** start **

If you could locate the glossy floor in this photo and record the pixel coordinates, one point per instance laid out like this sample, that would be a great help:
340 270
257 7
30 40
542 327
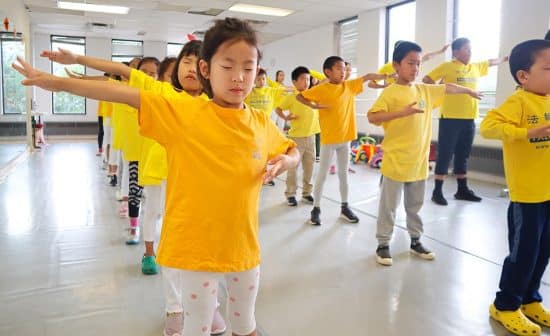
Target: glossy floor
65 269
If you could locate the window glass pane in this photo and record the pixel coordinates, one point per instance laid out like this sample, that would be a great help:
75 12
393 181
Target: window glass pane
401 25
349 37
13 93
63 102
479 21
173 49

** end **

• _STATED GOAL_
Could you write out all of the data above again, line for line and without any changes, leaving out the pictures?

• _WRITTEN RESPONSE_
If you could locate the glossy floor in this photo and record the pixel coordinates, one point per instance laid out like this sample, that would be a great help:
340 270
257 7
30 40
542 327
Target: glossy floor
65 269
If you could locate the window glass pane in this photo and record the pixel coordinates, one point per instance laid out like this sample, that would be a great help:
75 12
393 181
Target: window glass pane
401 25
349 37
13 93
63 102
479 21
173 49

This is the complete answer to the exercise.